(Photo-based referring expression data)
=======

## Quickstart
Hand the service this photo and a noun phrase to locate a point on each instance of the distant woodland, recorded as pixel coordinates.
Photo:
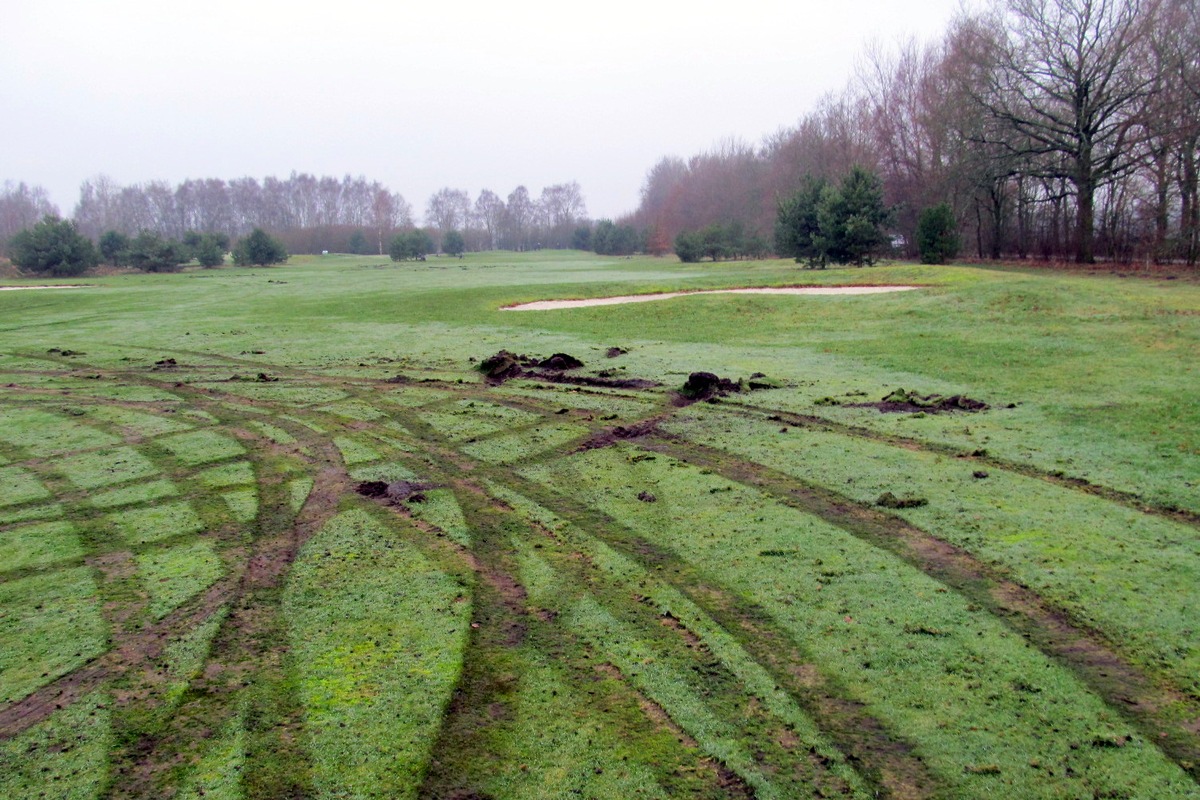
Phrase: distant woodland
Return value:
(1041, 128)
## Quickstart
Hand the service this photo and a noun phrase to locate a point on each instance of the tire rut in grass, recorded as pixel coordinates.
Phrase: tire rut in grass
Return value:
(771, 752)
(1153, 704)
(246, 671)
(508, 641)
(883, 758)
(1120, 497)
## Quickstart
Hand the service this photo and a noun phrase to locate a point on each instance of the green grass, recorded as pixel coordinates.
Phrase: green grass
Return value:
(19, 486)
(238, 474)
(147, 492)
(377, 633)
(41, 433)
(441, 509)
(105, 468)
(49, 624)
(137, 422)
(202, 446)
(41, 545)
(863, 617)
(174, 575)
(1107, 564)
(355, 452)
(217, 776)
(157, 522)
(705, 639)
(66, 757)
(243, 504)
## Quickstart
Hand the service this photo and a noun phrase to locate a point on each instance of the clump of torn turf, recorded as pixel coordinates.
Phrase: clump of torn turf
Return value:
(501, 367)
(505, 365)
(561, 361)
(901, 401)
(706, 385)
(395, 491)
(888, 500)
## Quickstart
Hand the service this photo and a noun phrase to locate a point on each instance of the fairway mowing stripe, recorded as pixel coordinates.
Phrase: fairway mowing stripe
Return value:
(881, 756)
(1152, 707)
(245, 663)
(1119, 497)
(127, 653)
(859, 289)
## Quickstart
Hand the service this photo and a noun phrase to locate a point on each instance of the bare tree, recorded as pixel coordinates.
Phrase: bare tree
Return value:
(1068, 78)
(490, 214)
(448, 209)
(519, 212)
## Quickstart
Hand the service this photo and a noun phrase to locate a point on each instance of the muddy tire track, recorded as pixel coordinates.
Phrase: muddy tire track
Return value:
(1150, 702)
(888, 763)
(815, 422)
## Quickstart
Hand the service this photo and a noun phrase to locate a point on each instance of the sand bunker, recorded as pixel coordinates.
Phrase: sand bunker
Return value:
(58, 286)
(549, 305)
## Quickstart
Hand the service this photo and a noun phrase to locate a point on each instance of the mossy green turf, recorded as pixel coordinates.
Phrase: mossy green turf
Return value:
(131, 489)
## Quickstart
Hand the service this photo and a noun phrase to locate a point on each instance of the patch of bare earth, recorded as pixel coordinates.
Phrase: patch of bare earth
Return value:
(553, 305)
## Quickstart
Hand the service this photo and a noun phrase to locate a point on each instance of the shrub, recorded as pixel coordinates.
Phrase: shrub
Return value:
(259, 248)
(937, 234)
(53, 246)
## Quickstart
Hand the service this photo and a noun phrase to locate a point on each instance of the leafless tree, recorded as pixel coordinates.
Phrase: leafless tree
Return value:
(1068, 77)
(448, 210)
(489, 212)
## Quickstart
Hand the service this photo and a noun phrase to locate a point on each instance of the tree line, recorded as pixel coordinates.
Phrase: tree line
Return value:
(1050, 128)
(55, 247)
(309, 214)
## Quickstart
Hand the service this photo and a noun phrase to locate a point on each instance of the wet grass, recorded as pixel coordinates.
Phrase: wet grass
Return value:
(195, 602)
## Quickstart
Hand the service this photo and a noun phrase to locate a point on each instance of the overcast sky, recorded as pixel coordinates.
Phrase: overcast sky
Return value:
(417, 95)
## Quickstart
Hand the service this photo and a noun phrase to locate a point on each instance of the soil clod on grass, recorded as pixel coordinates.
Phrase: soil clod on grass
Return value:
(759, 382)
(501, 367)
(396, 491)
(561, 361)
(706, 385)
(888, 500)
(619, 433)
(901, 402)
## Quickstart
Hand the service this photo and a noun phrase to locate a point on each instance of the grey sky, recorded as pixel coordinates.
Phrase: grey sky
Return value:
(417, 95)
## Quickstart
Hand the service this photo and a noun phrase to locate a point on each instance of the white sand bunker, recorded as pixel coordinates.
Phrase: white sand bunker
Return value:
(549, 305)
(55, 286)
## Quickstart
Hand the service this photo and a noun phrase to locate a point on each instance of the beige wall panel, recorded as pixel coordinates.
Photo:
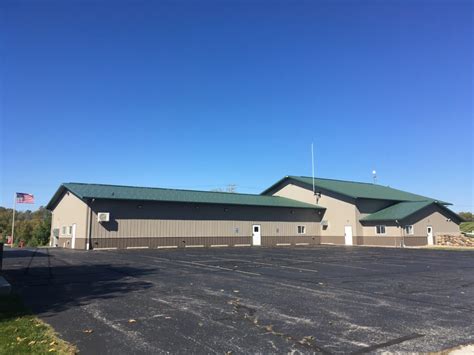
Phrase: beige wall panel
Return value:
(69, 210)
(339, 212)
(390, 231)
(155, 224)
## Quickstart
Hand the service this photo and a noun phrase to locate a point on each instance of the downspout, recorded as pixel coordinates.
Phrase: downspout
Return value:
(90, 225)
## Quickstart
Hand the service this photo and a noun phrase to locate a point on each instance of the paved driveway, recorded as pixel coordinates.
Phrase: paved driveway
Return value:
(245, 300)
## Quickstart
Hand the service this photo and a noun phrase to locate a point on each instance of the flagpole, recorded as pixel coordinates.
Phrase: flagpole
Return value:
(13, 219)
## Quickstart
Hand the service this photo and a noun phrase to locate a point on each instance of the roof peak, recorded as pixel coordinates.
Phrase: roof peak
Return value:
(159, 188)
(328, 179)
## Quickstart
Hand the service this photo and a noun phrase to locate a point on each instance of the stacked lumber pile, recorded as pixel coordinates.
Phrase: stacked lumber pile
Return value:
(455, 240)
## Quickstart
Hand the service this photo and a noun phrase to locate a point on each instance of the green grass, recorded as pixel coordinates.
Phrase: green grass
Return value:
(467, 227)
(23, 333)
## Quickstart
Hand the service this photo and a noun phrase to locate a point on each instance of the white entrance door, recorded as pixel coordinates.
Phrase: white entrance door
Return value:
(429, 232)
(256, 238)
(73, 242)
(348, 235)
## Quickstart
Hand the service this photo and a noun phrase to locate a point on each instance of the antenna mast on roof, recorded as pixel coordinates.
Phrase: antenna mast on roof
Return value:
(312, 165)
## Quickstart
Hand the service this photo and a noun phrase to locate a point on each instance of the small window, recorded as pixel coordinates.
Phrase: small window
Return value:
(301, 229)
(380, 229)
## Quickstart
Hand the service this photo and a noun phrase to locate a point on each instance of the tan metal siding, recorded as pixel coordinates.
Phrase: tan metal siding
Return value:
(339, 211)
(153, 224)
(70, 210)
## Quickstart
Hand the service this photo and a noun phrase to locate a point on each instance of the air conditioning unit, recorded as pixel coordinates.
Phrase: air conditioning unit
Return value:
(103, 216)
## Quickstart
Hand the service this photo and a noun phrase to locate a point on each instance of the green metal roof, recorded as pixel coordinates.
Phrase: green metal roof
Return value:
(115, 192)
(398, 211)
(357, 189)
(403, 210)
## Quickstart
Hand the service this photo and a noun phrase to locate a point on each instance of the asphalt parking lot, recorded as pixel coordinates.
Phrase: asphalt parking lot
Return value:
(324, 299)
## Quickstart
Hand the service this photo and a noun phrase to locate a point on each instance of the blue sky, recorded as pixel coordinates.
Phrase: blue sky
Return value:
(200, 94)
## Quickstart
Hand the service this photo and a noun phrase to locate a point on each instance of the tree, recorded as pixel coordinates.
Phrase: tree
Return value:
(33, 227)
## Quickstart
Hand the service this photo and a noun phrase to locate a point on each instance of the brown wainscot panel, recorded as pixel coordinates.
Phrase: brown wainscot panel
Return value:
(333, 239)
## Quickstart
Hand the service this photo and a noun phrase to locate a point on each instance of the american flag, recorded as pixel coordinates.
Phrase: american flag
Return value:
(24, 198)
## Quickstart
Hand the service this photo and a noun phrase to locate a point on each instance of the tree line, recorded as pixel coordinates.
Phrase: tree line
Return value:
(33, 228)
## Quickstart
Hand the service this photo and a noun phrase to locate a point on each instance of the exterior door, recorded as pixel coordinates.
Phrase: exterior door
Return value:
(429, 232)
(256, 237)
(73, 240)
(348, 235)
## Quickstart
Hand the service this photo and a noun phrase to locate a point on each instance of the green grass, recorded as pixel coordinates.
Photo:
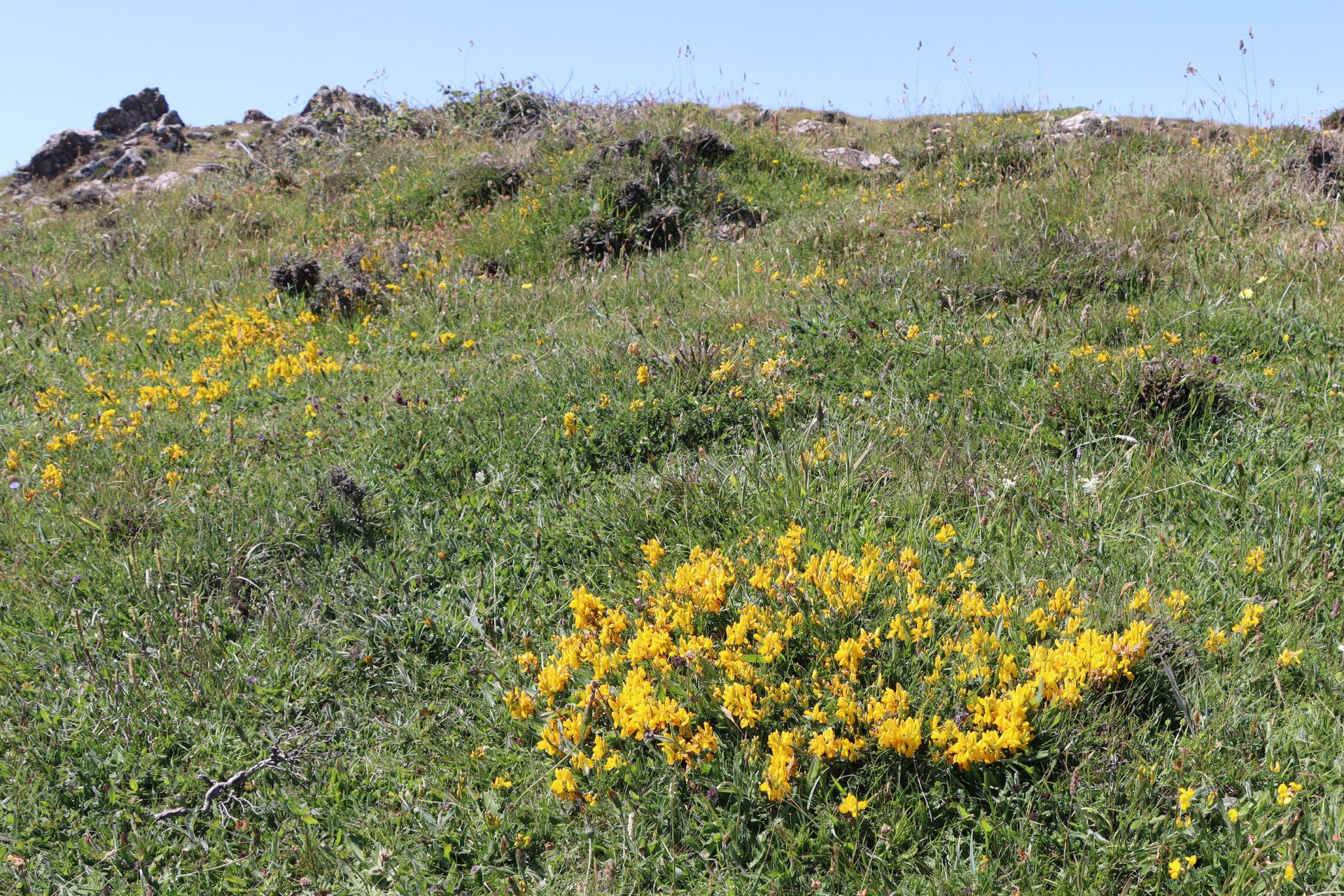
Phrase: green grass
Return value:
(155, 630)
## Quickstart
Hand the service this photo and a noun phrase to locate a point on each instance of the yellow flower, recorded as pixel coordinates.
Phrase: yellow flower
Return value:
(851, 805)
(1250, 618)
(565, 786)
(52, 479)
(1285, 793)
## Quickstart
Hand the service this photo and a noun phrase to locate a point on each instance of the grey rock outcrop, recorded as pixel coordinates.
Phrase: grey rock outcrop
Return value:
(61, 150)
(131, 164)
(1088, 124)
(132, 112)
(858, 159)
(337, 101)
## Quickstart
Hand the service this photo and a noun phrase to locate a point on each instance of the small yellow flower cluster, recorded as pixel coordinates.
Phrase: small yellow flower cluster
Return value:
(790, 652)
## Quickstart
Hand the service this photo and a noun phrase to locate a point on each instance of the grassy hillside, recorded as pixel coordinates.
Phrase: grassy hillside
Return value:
(601, 500)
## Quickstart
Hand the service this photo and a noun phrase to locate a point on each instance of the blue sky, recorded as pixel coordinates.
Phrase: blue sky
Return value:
(216, 61)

=======

Assigned task:
Copy every line of the entries above in which "peak" occurs.

Response:
Hand the service this photo and a noun phrase to locate a point on each instance of the roof peak, recorded as pixel coordinates.
Phrase: roof peak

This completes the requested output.